- [Work to be completed] Please copy out the records that follow, word for word.

- [Records supplied]
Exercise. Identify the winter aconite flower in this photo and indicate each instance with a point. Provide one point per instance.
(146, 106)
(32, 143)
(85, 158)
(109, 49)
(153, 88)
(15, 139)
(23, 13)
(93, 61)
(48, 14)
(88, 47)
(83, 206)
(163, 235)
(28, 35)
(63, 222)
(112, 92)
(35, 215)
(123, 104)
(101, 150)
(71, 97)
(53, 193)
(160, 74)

- [Task solution]
Exercise. Identify the winter aconite flower in this photo and indicate each instance with a point. Provide one point per instance.
(146, 106)
(32, 143)
(85, 158)
(109, 49)
(153, 88)
(15, 139)
(23, 13)
(93, 61)
(48, 14)
(88, 47)
(83, 206)
(163, 235)
(28, 35)
(63, 222)
(112, 92)
(35, 215)
(123, 104)
(101, 150)
(71, 97)
(53, 193)
(160, 74)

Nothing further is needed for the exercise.